**Problem description**
No pictures, everything else exact: set down the entries in full.

[Extracted records — start]

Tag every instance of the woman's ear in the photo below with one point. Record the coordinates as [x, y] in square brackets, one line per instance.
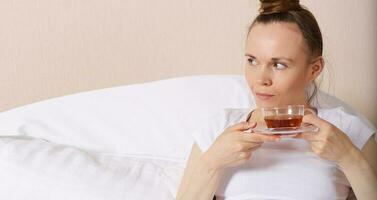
[315, 68]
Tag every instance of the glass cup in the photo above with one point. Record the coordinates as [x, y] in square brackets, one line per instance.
[284, 118]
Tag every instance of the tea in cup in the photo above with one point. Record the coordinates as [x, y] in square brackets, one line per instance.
[284, 118]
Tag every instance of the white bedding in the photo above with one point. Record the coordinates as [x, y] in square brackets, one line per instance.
[128, 142]
[36, 169]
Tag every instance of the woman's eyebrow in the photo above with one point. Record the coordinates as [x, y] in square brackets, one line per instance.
[249, 55]
[282, 58]
[273, 59]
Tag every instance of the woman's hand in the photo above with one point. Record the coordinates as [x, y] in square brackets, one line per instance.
[329, 142]
[234, 147]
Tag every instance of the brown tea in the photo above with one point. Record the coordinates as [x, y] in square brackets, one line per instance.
[283, 121]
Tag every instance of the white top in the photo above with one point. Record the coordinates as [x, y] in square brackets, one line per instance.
[285, 169]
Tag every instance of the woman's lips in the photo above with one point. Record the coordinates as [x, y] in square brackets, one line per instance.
[263, 96]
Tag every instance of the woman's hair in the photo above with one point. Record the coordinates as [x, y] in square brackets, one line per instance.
[272, 11]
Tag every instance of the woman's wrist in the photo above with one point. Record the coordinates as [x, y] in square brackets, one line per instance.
[206, 164]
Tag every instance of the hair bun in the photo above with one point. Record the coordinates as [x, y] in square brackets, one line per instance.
[277, 6]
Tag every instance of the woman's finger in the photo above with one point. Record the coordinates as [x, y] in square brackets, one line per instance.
[259, 138]
[242, 126]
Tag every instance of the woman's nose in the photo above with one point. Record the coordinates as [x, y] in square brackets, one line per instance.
[264, 78]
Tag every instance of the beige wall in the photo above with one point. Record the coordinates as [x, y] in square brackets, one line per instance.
[51, 48]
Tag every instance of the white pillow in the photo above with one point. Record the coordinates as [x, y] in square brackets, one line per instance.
[38, 170]
[151, 119]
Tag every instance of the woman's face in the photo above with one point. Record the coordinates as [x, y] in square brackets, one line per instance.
[277, 64]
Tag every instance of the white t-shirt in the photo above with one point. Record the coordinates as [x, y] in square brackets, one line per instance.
[286, 169]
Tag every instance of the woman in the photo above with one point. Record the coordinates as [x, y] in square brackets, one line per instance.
[284, 57]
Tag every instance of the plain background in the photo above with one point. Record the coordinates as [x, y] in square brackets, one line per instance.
[50, 48]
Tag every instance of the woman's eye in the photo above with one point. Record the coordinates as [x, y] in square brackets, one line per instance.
[252, 61]
[280, 66]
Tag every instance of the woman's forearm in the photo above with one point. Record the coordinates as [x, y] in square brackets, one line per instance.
[361, 175]
[203, 183]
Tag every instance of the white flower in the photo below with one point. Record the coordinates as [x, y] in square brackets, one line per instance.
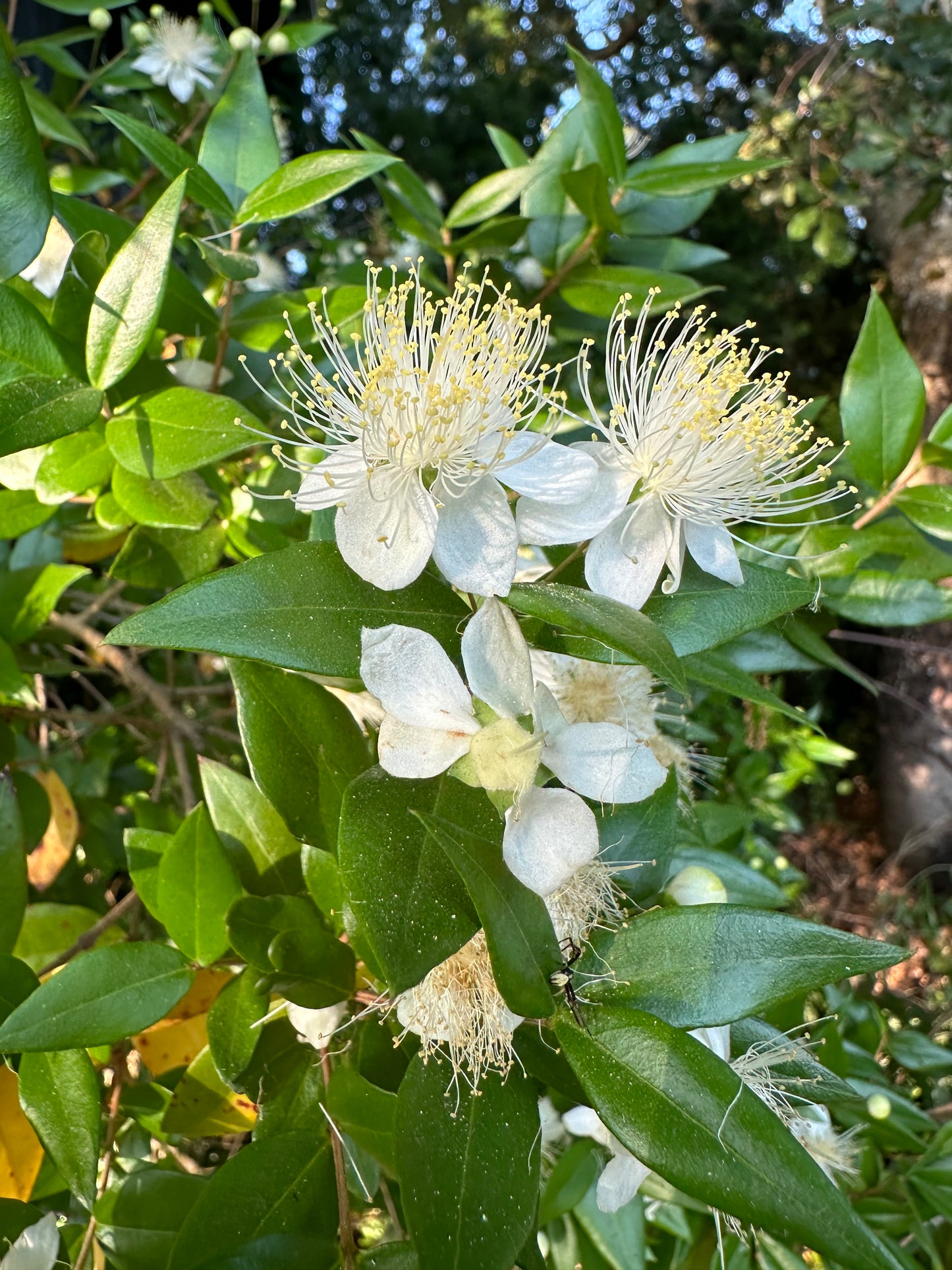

[Extracted records — finish]

**Expected output**
Tag every instance of the woman's ear in the photo below with one point. Record the coordinates as [x, y] in square brackets, one line per instance.
[315, 68]
Tag every instance of the glass cup in the photo above with one point. Record the coordinates as [x, y] in square brackets, one line per instance.
[284, 118]
Tag every instance of the tea in cup in the photo above with one point. Record the coordinates as [x, y] in square brackets, one line per instance.
[284, 118]
Tag every instance of the white bedding in the photo above with one point. Record the coordinates as [x, y] in square brackets, one line per instance.
[128, 142]
[36, 169]
Tag every instance of the woman's eyebrow in the photo above with one point. Record the coordinates as [x, y] in square brackets, one line per instance.
[249, 55]
[282, 58]
[273, 59]
Tag every instance of the woman's hand in the photo above with one point. Record the coordinates as [x, y] in square brackets, one line per instance.
[329, 142]
[234, 147]
Tag every instance of the brown tea in the photo above with one point. Record the coordinates as [x, y] in square brackets, one line per instance.
[283, 121]
Tag every instance of the white top in the photo above with one point. Record the coordinates as [x, y] in square brackets, one line per instance.
[285, 169]
Tag every instance of the woman's lips in the photo above with one point. Record the coordinates as [x, y] in square brackets, one line per instance.
[263, 96]
Tag every instance of the woman's hair in the photo above with one point. Record the coordinates as [x, y] in square brackets, one line per instance.
[272, 11]
Tag every instance of the woman's wrist in the photo above with one point. Record the coordinates as [x, y] in square brackets, one line per instance.
[206, 164]
Tag every instance of the hair bun in the photo above with one point. Record the coordinates as [x, y] in square brackets, one line per instance.
[277, 6]
Tag every instance of the woman's finger in the photo above with one point. Record the coordinates as [x, y] in square brackets, one line per instance.
[259, 138]
[242, 126]
Tag every instance of the woman's nose in the photo above with one point. Record the coordinates as [x, y] in square brackets, one line per instance.
[264, 78]
Tag every instance of the beige wall in the photo above with one point. Record the coordinates as [x, y] in square brackets, one line per instance.
[51, 48]
Tag every instance of the white pillow in the photo above with one point. Record the coordinates as [x, y] in square brackets, one line per instance.
[38, 170]
[151, 119]
Tag every instance of the woman's face in the photo above with one point. Record the coordinates as [x, y] in square brackets, one line per instance.
[277, 64]
Tag every instance of the white t-shirt in the photo above with one point. Record the coordinates as [x, y] in square brackets, one line per instance.
[286, 169]
Tag every instance of the woman in the photo above with one point. Record the coordinates as [x, y] in square brackets, one line per instance.
[284, 57]
Tag every instance of the plain background in the photo above with one point. Record the coordinates as [x, y] in square brackets, one line per instance.
[50, 48]
Tag every instance of the woman's eye in the photo above with one point. Record the coordinates as [x, y] in square brackets, one line per instance.
[252, 61]
[280, 66]
Tag every instance of the woman's forearm in the photo above with one point. Record the coordinates as [x, y] in square brackets, one line per instance.
[361, 175]
[203, 183]
Tag every instance of the white flower in the photo below with one point. Record the coordinates as [x, y] in square brackets, one line per instance.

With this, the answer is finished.